#### [所给摘录]
省市区地址匹配——解决身份证地址缺失值问题

在做selenium自动化的过程中,发现对于需要点击填写省市区的过程中,出现了原数据不完整 具有缺失值的问题

例如:原地址为:黑龙江省 讷河市 某某某

但需要匹配的地址其实是:黑龙江省 齐齐哈尔市 讷河市 某某某

这样就出现了无法填写的问题

为了解决这个问题 在思考了很久后 最终决定先爬取一下全国省市区的表单。然后通过运算将全部地址输出

例如:我仅仅知道【讷河市】,但是可以自动匹配出 【黑龙江省】【齐齐哈尔市】

过程不赘述了,简单来说就是用原地址的字符串循环匹配查找,需要的可以直接用

下面有几个测试的例子,分别是缺省 缺市 的情况 都可以补全,但是目前还存在一些小问题 后续会继续完善,完善了再发。

需要表单的也可以在主页下载


from openpyxl import load_workbook 


def province_2(workbook,address):
    col = 1
    row = 1
    flag_6 = 0
    data_list = []  
    address_province = address[0:2:1]
    for sheet in workbook.worksheets:
        nrows = sheet.max_row
        for row in range(nrows) : 
            row =row+1#下面cell的取值不能从0开始 所以在这里加一
            if address_province in sheet.cell(row,2).value:
                address_other  = address.replace(sheet.cell(row,2).value, '') 
                data_list.append([sheet.cell(row,1).value, sheet.cell(row,2).value, sheet.cell(row,3).value,address_other])  
                # 将匹配成功的值存储成一个n行3列的数组  
    row = 0
    js = 0
    while (js+2<=len(address_other)):
        address_part = address_other[js:js+2]      
        nrows = sheet.max_row
        for row in range(len(data_list)) : 
            if  address_part in data_list[row][2]:
                flag_6=1
                address_other  = address_other.replace(data_list[row][2], '')  
                consequence=[None]*4
                consequence[0] = data_list[row][0]
                consequence[1] = data_list[row][1]
                consequence[2] = data_list[row][2]
                consequence[3] = address_other
                break
        js = js+1
        if (flag_6 == 1):
            break
    if (flag_6 == 0):
        consequence=[None]*4
        consequence[0] = data_list[0][0]
        consequence[1] = data_list[0][1]
        consequence[2] = data_list[0][2]
        consequence[3] = data_list[0][3]
    return consequence
def main(workbook,address):
    sheet_names = workbook.sheetnames 
    sheet = workbook.worksheets[2]
    address_province = address[0:2:1]
    address_other = address[2:]
    flag= 0
    for sheet in workbook.worksheets:
        if address_province in sheet.title: #直接匹配省
            flag = 1                   #修改标志位
            #找到对应省的表,下面进行后续市级县的选择
            if '省' in address_other:    
                address_other = address_other.replace('省', '')

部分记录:
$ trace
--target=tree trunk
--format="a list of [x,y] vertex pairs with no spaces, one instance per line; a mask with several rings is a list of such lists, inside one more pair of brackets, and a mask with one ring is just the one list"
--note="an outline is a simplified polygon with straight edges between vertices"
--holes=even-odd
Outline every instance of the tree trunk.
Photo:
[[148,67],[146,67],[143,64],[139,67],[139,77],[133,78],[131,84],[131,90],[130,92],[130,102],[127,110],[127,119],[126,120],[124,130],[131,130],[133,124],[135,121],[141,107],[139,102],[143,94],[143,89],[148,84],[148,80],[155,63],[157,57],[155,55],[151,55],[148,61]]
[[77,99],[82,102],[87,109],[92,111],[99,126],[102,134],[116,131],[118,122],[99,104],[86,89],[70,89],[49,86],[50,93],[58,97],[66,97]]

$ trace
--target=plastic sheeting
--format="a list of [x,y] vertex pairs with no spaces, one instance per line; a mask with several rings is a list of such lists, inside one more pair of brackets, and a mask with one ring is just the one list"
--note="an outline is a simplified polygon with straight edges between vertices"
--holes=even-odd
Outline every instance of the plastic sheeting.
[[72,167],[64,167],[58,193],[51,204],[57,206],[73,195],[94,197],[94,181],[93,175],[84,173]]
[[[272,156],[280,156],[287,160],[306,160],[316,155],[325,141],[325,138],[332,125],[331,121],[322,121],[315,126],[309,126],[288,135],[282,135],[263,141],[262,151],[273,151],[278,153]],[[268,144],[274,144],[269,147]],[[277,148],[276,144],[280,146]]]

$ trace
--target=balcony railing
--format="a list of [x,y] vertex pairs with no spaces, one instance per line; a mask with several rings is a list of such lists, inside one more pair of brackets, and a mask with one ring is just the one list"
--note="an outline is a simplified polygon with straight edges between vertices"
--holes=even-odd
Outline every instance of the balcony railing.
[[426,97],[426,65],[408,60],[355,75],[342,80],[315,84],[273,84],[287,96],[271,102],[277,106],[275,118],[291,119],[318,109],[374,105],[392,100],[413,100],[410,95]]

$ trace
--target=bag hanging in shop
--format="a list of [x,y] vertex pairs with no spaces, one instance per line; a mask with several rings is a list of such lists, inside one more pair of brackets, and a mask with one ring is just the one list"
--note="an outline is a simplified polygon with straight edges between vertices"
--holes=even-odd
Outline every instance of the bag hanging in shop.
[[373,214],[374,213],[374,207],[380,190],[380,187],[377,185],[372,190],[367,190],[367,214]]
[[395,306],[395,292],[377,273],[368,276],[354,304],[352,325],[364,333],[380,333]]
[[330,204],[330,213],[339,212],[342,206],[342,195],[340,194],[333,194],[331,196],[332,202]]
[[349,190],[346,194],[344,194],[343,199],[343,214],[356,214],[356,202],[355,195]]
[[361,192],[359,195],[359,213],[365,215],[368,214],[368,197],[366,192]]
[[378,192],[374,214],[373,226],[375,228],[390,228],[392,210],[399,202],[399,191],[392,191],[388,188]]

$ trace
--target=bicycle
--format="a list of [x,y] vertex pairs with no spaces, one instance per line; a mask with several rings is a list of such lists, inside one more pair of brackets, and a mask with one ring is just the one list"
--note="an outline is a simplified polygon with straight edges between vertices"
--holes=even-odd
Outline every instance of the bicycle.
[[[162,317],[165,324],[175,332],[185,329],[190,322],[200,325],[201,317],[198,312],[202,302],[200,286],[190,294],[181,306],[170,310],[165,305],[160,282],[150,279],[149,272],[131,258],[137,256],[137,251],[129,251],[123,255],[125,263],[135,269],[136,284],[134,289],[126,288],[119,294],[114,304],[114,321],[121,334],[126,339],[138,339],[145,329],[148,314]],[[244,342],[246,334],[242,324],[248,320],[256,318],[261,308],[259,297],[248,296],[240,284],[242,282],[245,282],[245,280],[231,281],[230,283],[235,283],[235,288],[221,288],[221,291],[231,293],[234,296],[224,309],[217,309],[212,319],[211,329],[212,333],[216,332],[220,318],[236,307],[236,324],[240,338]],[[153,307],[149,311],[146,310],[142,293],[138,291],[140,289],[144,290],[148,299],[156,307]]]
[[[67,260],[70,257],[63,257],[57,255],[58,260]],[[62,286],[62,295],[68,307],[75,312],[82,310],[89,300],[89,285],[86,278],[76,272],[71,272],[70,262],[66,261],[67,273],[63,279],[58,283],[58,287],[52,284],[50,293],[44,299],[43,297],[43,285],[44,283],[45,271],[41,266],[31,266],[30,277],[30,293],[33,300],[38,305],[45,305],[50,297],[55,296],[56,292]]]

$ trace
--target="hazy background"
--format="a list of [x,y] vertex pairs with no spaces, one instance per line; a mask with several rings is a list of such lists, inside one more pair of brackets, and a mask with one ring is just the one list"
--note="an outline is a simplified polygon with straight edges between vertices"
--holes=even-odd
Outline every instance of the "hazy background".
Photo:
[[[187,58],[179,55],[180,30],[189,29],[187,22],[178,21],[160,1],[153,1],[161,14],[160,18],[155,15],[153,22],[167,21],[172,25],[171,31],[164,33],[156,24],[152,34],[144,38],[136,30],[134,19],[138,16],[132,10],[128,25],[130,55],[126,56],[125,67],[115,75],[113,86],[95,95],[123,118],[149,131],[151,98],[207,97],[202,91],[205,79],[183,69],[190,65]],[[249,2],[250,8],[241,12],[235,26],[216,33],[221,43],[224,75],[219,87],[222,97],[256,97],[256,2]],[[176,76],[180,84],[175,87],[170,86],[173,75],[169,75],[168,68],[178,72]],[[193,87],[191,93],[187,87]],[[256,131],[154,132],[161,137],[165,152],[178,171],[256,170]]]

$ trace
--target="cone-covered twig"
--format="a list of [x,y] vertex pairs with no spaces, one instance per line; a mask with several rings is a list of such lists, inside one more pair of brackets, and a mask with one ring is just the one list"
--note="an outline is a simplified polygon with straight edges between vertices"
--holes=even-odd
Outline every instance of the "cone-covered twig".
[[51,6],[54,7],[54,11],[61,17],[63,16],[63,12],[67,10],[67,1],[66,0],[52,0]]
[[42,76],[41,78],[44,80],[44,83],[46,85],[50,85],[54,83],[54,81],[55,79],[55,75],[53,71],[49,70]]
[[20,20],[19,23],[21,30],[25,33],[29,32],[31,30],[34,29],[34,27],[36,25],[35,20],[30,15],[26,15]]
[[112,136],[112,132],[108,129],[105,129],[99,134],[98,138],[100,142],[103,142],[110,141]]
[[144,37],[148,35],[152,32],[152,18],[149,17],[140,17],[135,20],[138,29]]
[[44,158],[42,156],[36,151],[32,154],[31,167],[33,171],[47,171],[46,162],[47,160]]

#### [给定要求 1]
能把省市区地址匹配一文中从“这样就出现了无法填写的问题”到“的情况 都可以补全,但是目前还存在一些小问题 后续会继续完善,完善了再发。”的部分一字不差地抄写出来吗？
#### [给定要求 2]
能从省市区地址匹配一文最后显示的内容之后接着往下续写吗？
这些行是单独的材料，与省市区地址匹配一文互不相干。

#### [输出 1]
这样就出现了无法填写的问题

为了解决这个问题 在思考了很久后 最终决定先爬取一下全国省市区的表单。然后通过运算将全部地址输出

例如:我仅仅知道【讷河市】,但是可以自动匹配出 【黑龙江省】【齐齐哈尔市】

过程不赘述了,简单来说就是用原地址的字符串循环匹配查找,需要的可以直接用

下面有几个测试的例子,分别是缺省 缺市 的情况 都可以补全,但是目前还存在一些小问题 后续会继续完善,完善了再发。

#### [输出 2]
            js = 0
            flag_1= 0 #做 市级循环完成是否进入区级循环的判定
            flag_2 = 0 #做 区级循环完成是否跳出字符循环的判定
            data_list = []
            while (js+2<=len(address_other)):
                address_part = address_other[js:js+2]
                nrows = sheet.max_row
                for row in range(nrows) : 
                    row =row+1#下面cell的取值不能从0开始 所以在这里加一
                    if address_part in sheet.cell(row,2).value:                             #在第二列 市找到 再进行区级判定
                        flag_1 =1
                        address_other = address_other.replace(sheet.cell(row,2).value, '')                                             
                        # 如果匹配成功,将(row,1)、(row,2)的值与(row,3)的值存储起来  
                        data_list.append([sheet.cell(row,1).value, sheet.cell(row,2).value, sheet.cell(row,3).value,address_other])    #形成一个待处理的数组
                if(flag_1 == 1 ):#市级查询成功 跳出循环 在下方进行区级处理
                    break
                if (flag_1 == 0): #说明市级循环查询失败
                    
                    for row in range(nrows) : 
                        row =row+1
                        if (sheet.cell(row,3).value  == None):
                            break
                        if address_part in sheet.cell(row,3).value:    
                            flag_2 = 1                     
                            address_other = address_other.replace(sheet.cell(row,3).value, '')
                            data_list.append([sheet.cell(row,1).value, sheet.cell(row,2).value, sheet.cell(row,3).value,address_other])    #形成一个待处理的数组                      
                        if(flag_2 == 1):   
                            consequence=[None]*4
                            consequence[0] = data_list[0][0]
                            consequence[1] = data_list[0][1]
                            consequence[2] = data_list[0][2]
                            consequence[3] = data_list[0][3]
                            break
                if(flag_2 == 1):#说明区级循环查询成功
                    break
                js =js+1
            if(flag_2==1):#连跳两级结束
                break   
            if(flag_2 == 0 and flag_1 == 0):
                consequence=[None]*4
                consequence[0]= sheet.title
                consequence[1] = "无"
                consequence[2] = "无"
                consequence[3] = "无"
                break  

            if(len(data_list)==1):
                address_other = address_other[1:]
                consequence=[None]*4
                consequence[0]= data_list[0][0]
                consequence[1] = data_list[0][1]
                consequence[2] = "无"
                consequence[3] = address_other
                break
            flag_4 = 0
            js=0
            while (js+2<=len(address_other)):
                address_part2 = address_other[js:js+2]
                for row in range(len(data_list)):  
                    if  address_part2 in data_list[row][2]:

                        flag_4=1
                        address_other  = address_other.replace(data_list[row][2], '')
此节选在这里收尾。